[Input data]
○ ○ ○ ○

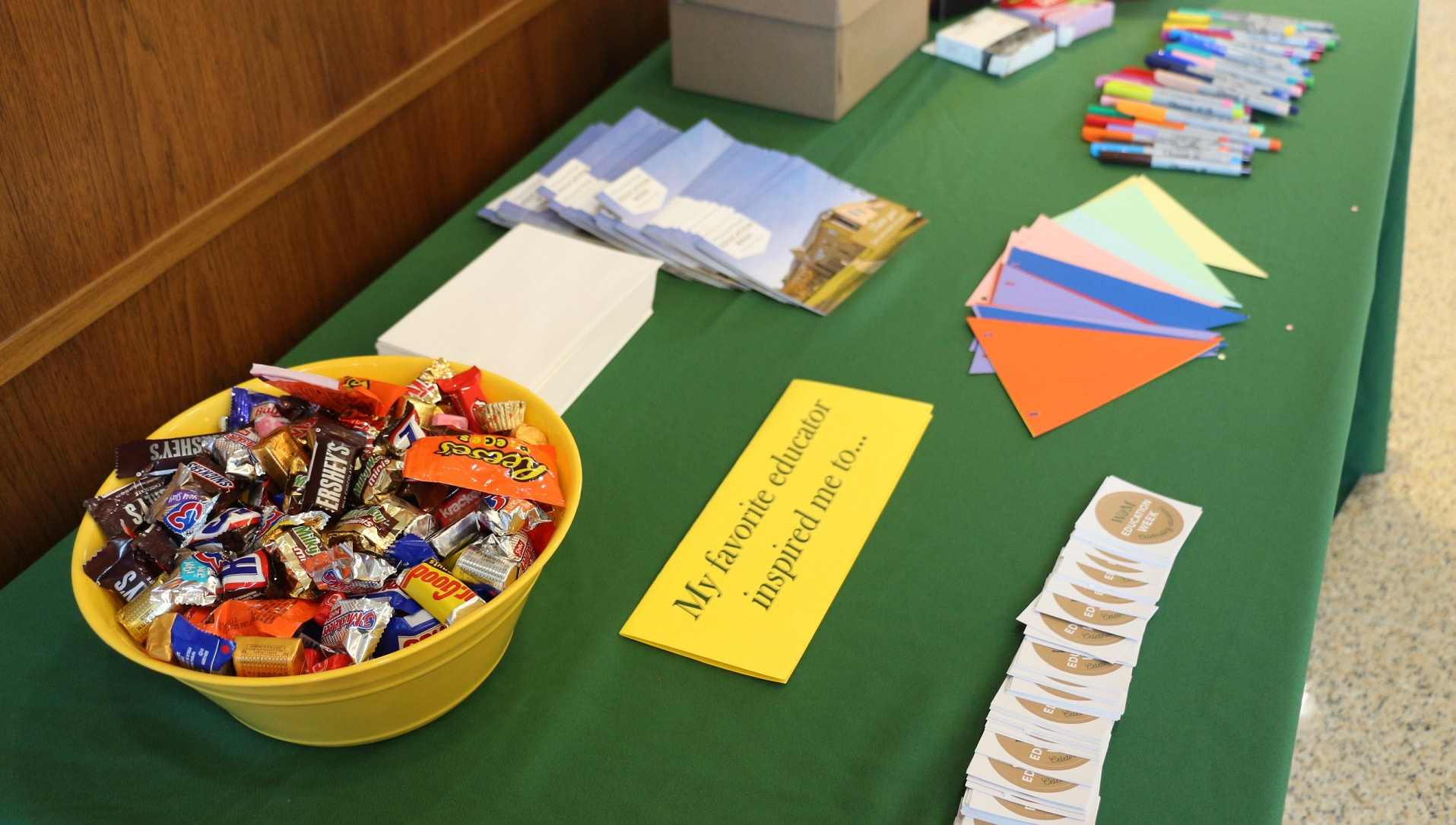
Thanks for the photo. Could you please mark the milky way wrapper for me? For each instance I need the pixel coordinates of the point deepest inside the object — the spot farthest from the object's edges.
(496, 465)
(1136, 522)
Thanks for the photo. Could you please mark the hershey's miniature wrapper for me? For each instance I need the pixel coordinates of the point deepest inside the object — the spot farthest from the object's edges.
(500, 417)
(267, 656)
(482, 565)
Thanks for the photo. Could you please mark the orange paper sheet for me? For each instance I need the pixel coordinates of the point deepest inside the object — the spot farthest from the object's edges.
(1055, 374)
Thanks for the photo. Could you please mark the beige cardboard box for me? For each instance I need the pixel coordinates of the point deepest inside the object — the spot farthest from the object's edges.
(810, 57)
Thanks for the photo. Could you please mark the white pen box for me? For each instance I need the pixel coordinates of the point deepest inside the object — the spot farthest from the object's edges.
(541, 309)
(994, 43)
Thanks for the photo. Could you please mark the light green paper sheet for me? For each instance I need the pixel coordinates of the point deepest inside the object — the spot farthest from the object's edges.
(1131, 217)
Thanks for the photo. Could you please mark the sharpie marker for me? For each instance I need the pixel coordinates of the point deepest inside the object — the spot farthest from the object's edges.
(1171, 137)
(1169, 116)
(1258, 17)
(1260, 84)
(1104, 118)
(1301, 51)
(1207, 106)
(1251, 73)
(1169, 151)
(1152, 162)
(1266, 103)
(1229, 50)
(1215, 84)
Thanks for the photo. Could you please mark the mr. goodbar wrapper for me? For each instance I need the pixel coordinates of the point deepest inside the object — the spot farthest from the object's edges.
(488, 463)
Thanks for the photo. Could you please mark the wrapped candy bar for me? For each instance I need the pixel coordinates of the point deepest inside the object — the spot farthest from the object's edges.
(312, 535)
(356, 624)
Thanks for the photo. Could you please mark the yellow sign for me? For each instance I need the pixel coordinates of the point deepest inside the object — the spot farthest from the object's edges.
(749, 584)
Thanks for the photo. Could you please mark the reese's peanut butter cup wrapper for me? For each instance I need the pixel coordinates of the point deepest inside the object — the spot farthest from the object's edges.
(267, 656)
(496, 465)
(529, 434)
(500, 417)
(446, 597)
(280, 455)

○ ○ ○ ○

[Written problem] Can you restate all the records above word for word while dropping the pictures?

[Result of this exercise]
Thanks for the photo. Could you please mark the milky way wrapper for me? For each instance I need the pixel coordinates of the point deepest inside the object — the spot farthest from the object's edges.
(496, 465)
(1136, 522)
Thanks for the photo. Could you please mark the hershey's miniature wrapper for me? For each instance I need the pixel coordinates of the point deepest inside the object — the spot farthest from the object's edges.
(500, 417)
(267, 656)
(482, 565)
Thanks for the photo. Could you please mark the orange paper sheet for me? For each instance I need the pixel coordinates of the point deepest inside the object — the spot farthest from the object's edges.
(1055, 374)
Thanks for the photo. Could you please mark the beige cardboard box for me? For each instance I need the pixel coordinates of the point deepest inside the object — the spot farthest from the object's edges.
(810, 57)
Thanks for the photo. Could you please mark the white pen box for me? For each instance I need the pixel coordinates of the point deepest inside the object — the spot farthest from the object's edges.
(541, 309)
(994, 43)
Thanks for the photo. Could you please mark the light green paper sheet for me? For each instance I need the pixel coordinates of the point deepest inside the object — the spot farthest from the object's edges.
(1131, 217)
Thanks for the photo. Could you please mark the sharpie marker for me? For each instance I need the pixel coordinates of the point deepest inside the object — the spot farthest from the object's edges.
(1171, 137)
(1169, 116)
(1258, 17)
(1260, 84)
(1104, 118)
(1301, 51)
(1207, 106)
(1251, 73)
(1169, 151)
(1152, 162)
(1266, 103)
(1229, 50)
(1215, 84)
Thanks for the photo. Could you please mark the mr. goodbar wrapper for me? For each instance I need the pixel coordinates of the point deepest inside the object — the spot farthest from the object's edges.
(488, 463)
Thanks for the photo. Could you please mark the wrapped candy bar for me? For each instance I need the pixel coordinates of the point deepest inside the object — the spot farthest from the object's edges.
(312, 535)
(356, 624)
Thanks for the photo. Could you please mark the yellow sign for me? For each instance I need the pixel coordinates of the point deepest inside the object — the spot farthest from the object's edges.
(749, 584)
Thanks for the photo. Could you please mark the reese's peanut butter cup wrapper for me? For each instance I need the pixel coordinates of the point deepest inside the object — the spot farthest from the object's edges.
(267, 656)
(496, 465)
(529, 434)
(500, 417)
(446, 597)
(280, 455)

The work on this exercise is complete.